Start Task inputs

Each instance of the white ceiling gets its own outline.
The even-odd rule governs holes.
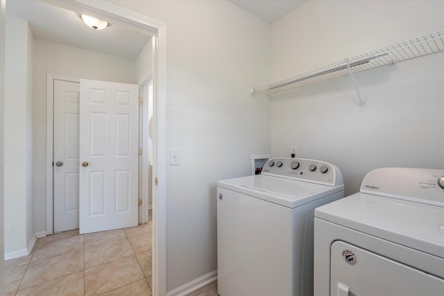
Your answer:
[[[271,24],[307,0],[228,0]]]
[[[29,22],[34,37],[135,60],[150,36],[114,24],[87,27],[79,15],[35,0],[6,0],[6,15]]]
[[[228,0],[269,23],[306,0]],[[95,31],[78,13],[38,0],[7,0],[6,15],[29,22],[34,37],[135,60],[150,36],[115,24]],[[105,19],[106,20],[106,19]]]

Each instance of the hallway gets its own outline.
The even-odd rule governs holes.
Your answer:
[[[151,295],[152,225],[38,238],[31,254],[5,262],[6,295]]]

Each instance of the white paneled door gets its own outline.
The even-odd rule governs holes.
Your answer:
[[[54,232],[78,228],[78,82],[54,80]]]
[[[139,87],[80,79],[80,234],[137,226]]]

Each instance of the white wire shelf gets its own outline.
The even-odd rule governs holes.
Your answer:
[[[355,83],[352,73],[368,70],[379,66],[393,64],[398,62],[443,51],[444,51],[444,29],[351,58],[345,58],[343,61],[311,71],[255,87],[250,89],[250,93],[253,94],[260,92],[268,94],[275,94],[337,77],[345,76],[348,74],[352,75],[352,78]],[[357,88],[357,92],[358,93],[361,105],[363,106],[364,104]]]

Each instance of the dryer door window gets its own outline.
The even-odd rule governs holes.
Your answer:
[[[332,296],[443,295],[443,279],[343,241],[330,251]]]

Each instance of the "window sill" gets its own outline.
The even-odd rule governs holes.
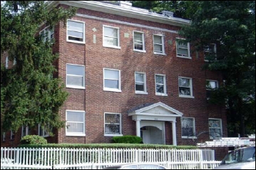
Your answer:
[[[82,43],[82,44],[85,44],[85,43],[86,43],[85,41],[71,41],[71,40],[67,40],[66,42],[73,43]]]
[[[140,51],[140,50],[135,50],[135,49],[133,49],[133,51],[140,52],[140,53],[145,53],[146,52],[145,51]]]
[[[138,95],[148,95],[148,92],[147,92],[135,91],[135,93],[138,94]]]
[[[67,87],[67,88],[76,88],[76,89],[86,89],[86,87],[72,86],[72,85],[66,85],[66,87]]]
[[[66,134],[66,136],[67,136],[67,137],[86,137],[86,134],[85,134],[68,133],[68,134]]]
[[[155,93],[155,95],[160,95],[160,96],[168,96],[168,95],[165,94],[165,93]]]
[[[104,134],[104,137],[123,137],[123,134]]]
[[[185,57],[185,56],[180,56],[180,55],[176,55],[176,57],[178,57],[178,58],[187,58],[187,59],[192,59],[191,57]]]
[[[121,47],[120,47],[120,46],[113,46],[103,45],[103,47],[112,48],[116,48],[116,49],[121,49]]]
[[[119,89],[111,89],[111,88],[104,88],[103,90],[108,91],[108,92],[122,92],[122,90],[121,90]]]
[[[179,95],[180,97],[194,99],[194,96],[190,95]]]
[[[156,54],[156,55],[166,55],[165,53],[156,53],[156,52],[154,52],[154,54]]]

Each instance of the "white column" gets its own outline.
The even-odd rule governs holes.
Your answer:
[[[136,119],[136,136],[140,137],[140,120]]]
[[[173,145],[177,146],[176,121],[172,122],[172,129],[173,129]]]

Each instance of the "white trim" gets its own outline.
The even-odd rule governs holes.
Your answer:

End Task inputs

Can you copy every line above word for word, leaving the pictures out?

§ **Task result**
Each instance of the white ceiling gets its own outline.
The even-odd rule governs holes.
Your answer:
[[[271,24],[307,0],[228,0]]]
[[[29,22],[34,37],[135,60],[150,36],[114,24],[87,27],[79,15],[35,0],[6,0],[6,15]]]
[[[228,0],[269,23],[306,0]],[[95,31],[78,13],[38,0],[7,0],[6,15],[29,22],[34,37],[135,60],[150,36],[115,24]],[[105,19],[106,20],[106,19]]]

Each instance of the hallway gets its own outline.
The even-odd rule governs holes.
Your answer:
[[[151,295],[152,225],[38,238],[31,254],[5,262],[6,295]]]

Each instance of the white paneled door gets its own outline.
The even-odd rule governs holes.
Your answer:
[[[54,232],[78,228],[78,82],[54,80]]]
[[[139,87],[80,79],[80,234],[137,226]]]

Each instance of the white wire shelf gets its own outline.
The even-odd rule governs holes.
Your answer:
[[[355,83],[352,73],[368,70],[379,66],[393,64],[398,62],[443,51],[444,51],[444,29],[351,58],[345,58],[343,61],[311,71],[255,87],[250,89],[250,93],[253,94],[260,92],[268,94],[275,94],[337,77],[345,76],[348,74],[352,75],[352,78]],[[357,88],[357,92],[358,93],[361,105],[363,106],[364,104]]]

Each instance of the dryer door window gets its own outline.
The even-odd rule governs holes.
Your answer:
[[[332,296],[443,295],[443,279],[343,241],[330,251]]]

Each instance of the "window sill" gets its own outline.
The even-odd rule governs holes.
Your answer:
[[[82,43],[82,44],[85,44],[85,43],[86,43],[85,41],[71,41],[71,40],[67,40],[66,42],[73,43]]]
[[[140,51],[140,50],[135,50],[135,49],[133,49],[133,51],[140,52],[140,53],[145,53],[146,52],[145,51]]]
[[[138,95],[148,95],[148,92],[147,92],[135,91],[135,93],[138,94]]]
[[[67,87],[67,88],[76,88],[76,89],[86,89],[86,87],[72,86],[72,85],[66,85],[66,87]]]
[[[66,134],[66,136],[67,136],[67,137],[86,137],[86,134],[85,134],[68,133],[68,134]]]
[[[155,93],[155,95],[160,95],[160,96],[168,96],[168,95],[165,94],[165,93]]]
[[[104,134],[104,137],[123,137],[123,134]]]
[[[185,57],[185,56],[180,56],[180,55],[176,55],[176,57],[178,57],[178,58],[187,58],[187,59],[192,59],[191,57]]]
[[[121,47],[120,47],[120,46],[113,46],[103,45],[103,47],[112,48],[116,48],[116,49],[121,49]]]
[[[119,89],[111,89],[111,88],[104,88],[103,90],[108,91],[108,92],[122,92],[122,90],[121,90]]]
[[[179,95],[180,97],[194,99],[194,96],[190,95]]]
[[[156,54],[156,55],[166,55],[165,53],[156,53],[156,52],[154,52],[154,54]]]

Each instance of the "white column" gets its own outline.
The even-odd rule governs holes.
Your answer:
[[[136,119],[136,136],[140,137],[140,120]]]
[[[173,145],[177,146],[176,121],[172,122],[172,129],[173,129]]]

Each instance of the "white trim" gets its own outline.
The even-odd rule governs holes.
Your answer:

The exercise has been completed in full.